» **Written request**
Convert the lines below into a JSON list of strings, with one string per line and any blank lines left out.

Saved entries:
━━━━

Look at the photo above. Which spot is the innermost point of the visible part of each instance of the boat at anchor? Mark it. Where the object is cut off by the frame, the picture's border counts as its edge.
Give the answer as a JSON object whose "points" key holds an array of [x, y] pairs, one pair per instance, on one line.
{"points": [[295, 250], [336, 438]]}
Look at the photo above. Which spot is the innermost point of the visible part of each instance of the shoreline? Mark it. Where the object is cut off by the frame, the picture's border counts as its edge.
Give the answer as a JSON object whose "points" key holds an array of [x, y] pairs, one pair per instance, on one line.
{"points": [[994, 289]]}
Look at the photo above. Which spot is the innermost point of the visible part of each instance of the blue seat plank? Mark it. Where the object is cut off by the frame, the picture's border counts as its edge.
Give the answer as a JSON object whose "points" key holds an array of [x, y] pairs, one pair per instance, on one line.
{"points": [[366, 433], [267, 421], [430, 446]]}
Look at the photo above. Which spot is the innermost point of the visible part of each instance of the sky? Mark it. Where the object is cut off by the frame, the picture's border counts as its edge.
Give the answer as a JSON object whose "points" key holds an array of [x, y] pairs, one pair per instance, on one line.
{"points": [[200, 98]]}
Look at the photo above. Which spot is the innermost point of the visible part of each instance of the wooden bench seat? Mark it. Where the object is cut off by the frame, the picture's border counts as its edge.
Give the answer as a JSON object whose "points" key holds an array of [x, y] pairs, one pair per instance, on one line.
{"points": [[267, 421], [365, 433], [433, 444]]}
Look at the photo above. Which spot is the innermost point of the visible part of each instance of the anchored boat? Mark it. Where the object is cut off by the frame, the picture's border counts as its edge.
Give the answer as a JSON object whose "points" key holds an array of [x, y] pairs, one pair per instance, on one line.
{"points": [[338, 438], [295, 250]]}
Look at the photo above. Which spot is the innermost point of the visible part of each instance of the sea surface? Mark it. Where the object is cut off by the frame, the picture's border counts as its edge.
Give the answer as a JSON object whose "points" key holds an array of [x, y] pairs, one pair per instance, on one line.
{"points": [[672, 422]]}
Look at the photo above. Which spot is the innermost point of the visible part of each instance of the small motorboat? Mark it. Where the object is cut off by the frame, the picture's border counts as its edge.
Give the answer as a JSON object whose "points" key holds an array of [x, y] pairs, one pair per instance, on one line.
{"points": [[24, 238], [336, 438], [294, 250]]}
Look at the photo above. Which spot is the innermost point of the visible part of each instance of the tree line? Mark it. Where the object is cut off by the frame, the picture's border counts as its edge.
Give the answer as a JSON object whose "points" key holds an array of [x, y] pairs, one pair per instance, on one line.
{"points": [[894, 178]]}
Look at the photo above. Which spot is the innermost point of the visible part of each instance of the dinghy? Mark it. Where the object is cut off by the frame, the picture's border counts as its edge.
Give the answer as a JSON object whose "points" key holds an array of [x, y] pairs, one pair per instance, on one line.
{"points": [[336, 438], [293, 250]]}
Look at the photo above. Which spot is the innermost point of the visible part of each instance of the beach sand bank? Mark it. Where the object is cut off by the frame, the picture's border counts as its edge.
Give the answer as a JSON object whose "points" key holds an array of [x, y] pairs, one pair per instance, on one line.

━━━━

» **Exercise answer**
[
  "Look at the photo above. Which spot is the innermost point of the visible part of each instance of the boat at anchor? Mark it. Where the object is cut off by the frame, the picture's border counts as its edge.",
  "Give the answer as a JSON object whose \"points\" key holds an array of [x, y] pairs, one pair per instance, on one line.",
  "{\"points\": [[295, 250], [336, 438]]}",
  "Look at the photo above. Which spot is the innermost point of the visible part of each instance of the shoreline? Mark it. Where the object is cut off by the frame, the picture's border counts as its edge.",
  "Give the answer as a JSON object whose \"points\" key holds an array of [x, y] pairs, one pair per instance, on one line.",
  "{\"points\": [[994, 289]]}",
  "Look at the photo above. Which spot is the innermost point of the visible part of each instance of the blue seat plank? Mark it. Where the object is cut off by the frame, the picture's border counts as its edge.",
  "Give the answer as a JSON object whose \"points\" key holds an array of [x, y] pairs, one pair per instance, on one line.",
  "{\"points\": [[366, 433], [267, 421], [430, 446]]}",
  "Look at the photo above. Which spot is the innermost point of the visible part of each instance of the sky? Mark it. Where the object is cut off by the frame, the picture's border counts as its edge.",
  "Give the answer as a JSON object whose \"points\" key holds an array of [x, y] pairs, one pair per instance, on one line.",
  "{\"points\": [[200, 98]]}",
  "Look at the photo above. Which spot is the innermost point of the visible part of each instance of the wooden bench seat? Mark it. Where the object is cut off by the frame, the picture's border counts as its edge.",
  "Give the answer as a JSON object whose \"points\" key holds an array of [x, y] pairs, one pair per instance, on one line.",
  "{\"points\": [[267, 421], [365, 433], [433, 444]]}",
  "Look at the photo above. Which spot is the innermost point of the visible part of each instance of the anchored boat? Mark it. Where the object is cut off by the frame, the picture's border counts as its edge.",
  "Give the answer as a JSON object whose \"points\" key holds an array of [x, y] pairs, one pair per instance, on one line.",
  "{\"points\": [[338, 438], [295, 250]]}",
  "Look at the photo above. Which spot is the innermost point of the visible part of each instance of the sea surface? Mark it. Where the object is cut off by the frame, the picture's border counts as its edge.",
  "Give the answer as a JSON object whose \"points\" key holds an array of [x, y] pairs, one pair per instance, on one line.",
  "{\"points\": [[672, 422]]}",
  "Look at the photo above. Which spot is the innermost point of the visible part of each instance of the small motorboat? Mark it. Where the object is cut off by the frame, the picture's border counts as its edge.",
  "Give the answer as a JSON object whose \"points\" key holds an array of [x, y] pairs, one pair per instance, on one line.",
  "{\"points\": [[24, 238], [336, 438], [294, 250]]}",
  "Look at the photo above. Which spot is the innermost point of the visible part of each instance of the tree line? Mark it. Where the object is cut off by the frame, the picture's border counts as its edge.",
  "Give the answer as a JSON object whose \"points\" key holds an array of [x, y] pairs, one pair per instance, on one line.",
  "{\"points\": [[894, 178]]}",
  "Look at the photo above. Which spot is the innermost point of the visible part of each instance of the dinghy? Mark it. Where the object is cut off by the frame, the picture's border counts as its edge.",
  "Give the answer as a JSON object whose \"points\" key holds an array of [x, y] pairs, one pair per instance, on one line.",
  "{\"points\": [[336, 438], [293, 250]]}",
  "Look at the photo above. Which spot is the innermost point of the visible part of each instance of the beach sand bank? Mark it. Where the object is cut off by the frame, the picture's border counts as its edge.",
  "Give the answer as a JSON object whose \"points\" key holds an array of [x, y] pairs, one pair per instance, on one line."
]